Restate exactly the lines from the top of the listing below to the line containing "written like (229,58)."; the remaining lines are not wanted.
::: Excerpted data :::
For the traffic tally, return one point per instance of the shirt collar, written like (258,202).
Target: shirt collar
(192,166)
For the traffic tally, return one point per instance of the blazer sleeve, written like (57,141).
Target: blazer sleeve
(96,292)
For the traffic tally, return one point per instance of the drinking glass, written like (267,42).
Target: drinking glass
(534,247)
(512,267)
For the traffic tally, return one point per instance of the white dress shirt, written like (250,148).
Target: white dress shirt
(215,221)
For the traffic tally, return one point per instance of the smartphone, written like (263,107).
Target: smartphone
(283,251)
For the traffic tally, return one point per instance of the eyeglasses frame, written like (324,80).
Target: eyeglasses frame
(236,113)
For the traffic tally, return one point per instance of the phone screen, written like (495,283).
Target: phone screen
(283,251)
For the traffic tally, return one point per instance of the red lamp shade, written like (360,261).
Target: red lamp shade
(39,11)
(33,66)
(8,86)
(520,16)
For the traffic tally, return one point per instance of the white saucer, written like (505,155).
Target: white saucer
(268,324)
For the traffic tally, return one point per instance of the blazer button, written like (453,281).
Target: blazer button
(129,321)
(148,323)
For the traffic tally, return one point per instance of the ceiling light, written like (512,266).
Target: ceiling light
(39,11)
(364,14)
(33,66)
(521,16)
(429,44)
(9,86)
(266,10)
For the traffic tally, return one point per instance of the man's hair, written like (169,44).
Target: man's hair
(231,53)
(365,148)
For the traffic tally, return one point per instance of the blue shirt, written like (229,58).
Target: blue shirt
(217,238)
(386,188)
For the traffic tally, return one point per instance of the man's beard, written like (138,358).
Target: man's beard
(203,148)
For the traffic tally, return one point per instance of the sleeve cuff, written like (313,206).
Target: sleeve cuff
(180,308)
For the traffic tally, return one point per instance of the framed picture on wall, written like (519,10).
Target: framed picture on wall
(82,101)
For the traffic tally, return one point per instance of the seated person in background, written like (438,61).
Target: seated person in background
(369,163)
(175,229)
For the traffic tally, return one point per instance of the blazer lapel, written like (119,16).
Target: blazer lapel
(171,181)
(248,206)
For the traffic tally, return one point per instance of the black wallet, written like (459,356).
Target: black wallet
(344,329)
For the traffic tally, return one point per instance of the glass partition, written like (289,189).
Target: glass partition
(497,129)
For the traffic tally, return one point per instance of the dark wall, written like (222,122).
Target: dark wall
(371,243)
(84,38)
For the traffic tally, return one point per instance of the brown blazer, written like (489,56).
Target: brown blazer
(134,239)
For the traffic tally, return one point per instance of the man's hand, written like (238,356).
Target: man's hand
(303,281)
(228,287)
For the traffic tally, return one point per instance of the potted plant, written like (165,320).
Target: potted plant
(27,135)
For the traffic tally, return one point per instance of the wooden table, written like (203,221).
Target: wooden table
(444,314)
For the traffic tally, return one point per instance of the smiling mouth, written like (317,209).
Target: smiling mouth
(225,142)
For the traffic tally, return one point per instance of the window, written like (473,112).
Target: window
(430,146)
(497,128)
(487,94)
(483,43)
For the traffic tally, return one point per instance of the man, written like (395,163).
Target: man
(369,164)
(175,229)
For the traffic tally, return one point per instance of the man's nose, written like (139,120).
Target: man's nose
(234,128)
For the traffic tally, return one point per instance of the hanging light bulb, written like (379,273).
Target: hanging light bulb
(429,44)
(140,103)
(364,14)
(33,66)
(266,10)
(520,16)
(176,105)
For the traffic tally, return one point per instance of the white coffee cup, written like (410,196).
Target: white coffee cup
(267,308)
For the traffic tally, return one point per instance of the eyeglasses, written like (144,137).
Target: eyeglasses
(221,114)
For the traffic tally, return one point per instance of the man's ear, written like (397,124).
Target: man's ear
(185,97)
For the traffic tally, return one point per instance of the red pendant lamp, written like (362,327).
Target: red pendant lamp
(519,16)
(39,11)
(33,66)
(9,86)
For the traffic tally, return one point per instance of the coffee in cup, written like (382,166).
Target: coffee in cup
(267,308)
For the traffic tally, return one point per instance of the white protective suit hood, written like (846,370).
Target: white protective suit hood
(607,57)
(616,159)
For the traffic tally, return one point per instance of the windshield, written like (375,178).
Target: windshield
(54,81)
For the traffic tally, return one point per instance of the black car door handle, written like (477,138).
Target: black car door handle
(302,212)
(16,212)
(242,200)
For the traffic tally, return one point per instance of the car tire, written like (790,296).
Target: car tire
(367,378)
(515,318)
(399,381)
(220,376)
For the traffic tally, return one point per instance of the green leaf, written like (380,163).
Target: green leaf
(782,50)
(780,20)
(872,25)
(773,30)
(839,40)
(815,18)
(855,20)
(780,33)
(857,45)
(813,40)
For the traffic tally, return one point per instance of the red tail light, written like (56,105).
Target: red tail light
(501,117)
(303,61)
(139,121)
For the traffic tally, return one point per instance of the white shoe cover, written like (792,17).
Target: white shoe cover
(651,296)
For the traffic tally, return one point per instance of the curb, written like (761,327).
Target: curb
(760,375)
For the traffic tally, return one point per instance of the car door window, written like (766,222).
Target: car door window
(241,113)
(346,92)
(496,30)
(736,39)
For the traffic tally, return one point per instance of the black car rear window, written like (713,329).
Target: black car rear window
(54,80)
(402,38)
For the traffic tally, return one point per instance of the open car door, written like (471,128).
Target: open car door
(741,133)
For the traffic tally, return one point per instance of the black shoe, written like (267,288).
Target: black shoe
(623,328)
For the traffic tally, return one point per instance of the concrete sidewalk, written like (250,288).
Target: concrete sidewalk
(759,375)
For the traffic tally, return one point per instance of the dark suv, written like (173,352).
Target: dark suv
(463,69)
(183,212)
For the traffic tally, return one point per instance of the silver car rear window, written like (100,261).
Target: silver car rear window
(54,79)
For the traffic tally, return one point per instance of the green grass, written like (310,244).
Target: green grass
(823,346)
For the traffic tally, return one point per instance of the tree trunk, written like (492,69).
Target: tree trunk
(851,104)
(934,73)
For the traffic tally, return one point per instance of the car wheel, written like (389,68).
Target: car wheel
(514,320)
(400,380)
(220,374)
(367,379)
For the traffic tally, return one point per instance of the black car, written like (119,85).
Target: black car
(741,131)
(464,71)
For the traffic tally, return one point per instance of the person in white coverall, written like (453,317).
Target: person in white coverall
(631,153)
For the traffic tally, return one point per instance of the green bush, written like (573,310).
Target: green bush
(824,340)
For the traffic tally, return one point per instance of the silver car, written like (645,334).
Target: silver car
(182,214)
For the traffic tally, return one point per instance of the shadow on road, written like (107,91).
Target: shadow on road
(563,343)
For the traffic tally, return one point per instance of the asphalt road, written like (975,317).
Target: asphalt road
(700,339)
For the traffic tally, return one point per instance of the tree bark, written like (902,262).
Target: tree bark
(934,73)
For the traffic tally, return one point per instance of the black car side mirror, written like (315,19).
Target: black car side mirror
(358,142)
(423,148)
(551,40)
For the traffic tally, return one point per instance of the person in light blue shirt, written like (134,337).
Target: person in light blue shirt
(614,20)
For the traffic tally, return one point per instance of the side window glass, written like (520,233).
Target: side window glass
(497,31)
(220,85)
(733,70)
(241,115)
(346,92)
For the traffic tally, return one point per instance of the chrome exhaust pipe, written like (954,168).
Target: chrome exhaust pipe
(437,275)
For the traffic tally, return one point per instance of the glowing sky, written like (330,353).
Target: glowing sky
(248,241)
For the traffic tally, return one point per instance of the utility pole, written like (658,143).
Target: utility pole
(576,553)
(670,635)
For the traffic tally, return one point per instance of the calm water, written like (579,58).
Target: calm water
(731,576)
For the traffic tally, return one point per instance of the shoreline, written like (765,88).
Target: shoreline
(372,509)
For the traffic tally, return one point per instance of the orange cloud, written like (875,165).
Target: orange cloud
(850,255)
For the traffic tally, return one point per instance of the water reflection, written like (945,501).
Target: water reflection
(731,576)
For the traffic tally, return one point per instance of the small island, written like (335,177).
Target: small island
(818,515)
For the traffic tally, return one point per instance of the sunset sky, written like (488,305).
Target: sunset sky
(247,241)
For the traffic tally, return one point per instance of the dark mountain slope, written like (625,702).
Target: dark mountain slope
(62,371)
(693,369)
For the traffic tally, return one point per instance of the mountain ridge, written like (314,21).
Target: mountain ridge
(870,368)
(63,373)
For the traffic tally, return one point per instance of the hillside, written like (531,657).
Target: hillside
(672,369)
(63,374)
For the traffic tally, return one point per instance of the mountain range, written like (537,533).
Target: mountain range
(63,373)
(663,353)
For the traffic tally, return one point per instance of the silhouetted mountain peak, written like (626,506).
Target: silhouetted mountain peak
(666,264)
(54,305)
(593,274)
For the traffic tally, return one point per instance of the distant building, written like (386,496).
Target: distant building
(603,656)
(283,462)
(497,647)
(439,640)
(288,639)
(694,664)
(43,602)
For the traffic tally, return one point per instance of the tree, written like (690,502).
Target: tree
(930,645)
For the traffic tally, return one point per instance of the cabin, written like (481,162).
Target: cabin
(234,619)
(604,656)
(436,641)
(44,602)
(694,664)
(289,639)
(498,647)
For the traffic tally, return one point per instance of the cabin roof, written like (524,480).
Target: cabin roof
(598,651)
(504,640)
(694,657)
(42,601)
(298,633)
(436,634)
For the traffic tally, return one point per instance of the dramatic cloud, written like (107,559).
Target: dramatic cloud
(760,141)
:::
• **Response to the task**
For the traffic tally, return one point per instance of the shirt collar, written like (258,202).
Target: shirt collar
(192,166)
For the traffic tally, return one point per instance of the blazer sleeve, written like (57,141).
Target: blazer sleeve
(96,292)
For the traffic tally, return one point per instance of the drinking glass, written like (267,42).
Target: drinking glass
(534,247)
(512,267)
For the traffic tally, return one point per instance of the white dress shirt, written like (250,148).
Target: white dress shirt
(215,221)
For the traffic tally, return one point per instance of the smartphone, written like (263,107).
Target: smartphone
(283,251)
For the traffic tally, return one point per instance of the eyeglasses frame, written like (324,80).
Target: eyeglasses frame
(236,113)
For the traffic tally, return one point per instance of the phone screen, written like (495,283).
Target: phone screen
(283,251)
For the traffic tally, return one point per instance of the red lamp shade, written like (360,261).
Target: red lamp shade
(39,11)
(33,66)
(8,86)
(520,16)
For the traffic tally, return one point per instance of the white saucer, written like (505,155).
Target: white saucer
(268,324)
For the traffic tally, return one point per instance of the blazer button, written like (453,281).
Target: blazer button
(129,321)
(148,323)
For the traffic tally, return one point per instance of the ceiling light, written like (512,266).
Target: ceiling light
(39,11)
(364,14)
(33,66)
(521,16)
(429,44)
(9,86)
(266,10)
For the traffic tally, return one point per instance of the man's hair, written like (169,44).
Target: man's hair
(231,53)
(365,148)
For the traffic tally, return one point per instance of the blue shirt, written like (229,58).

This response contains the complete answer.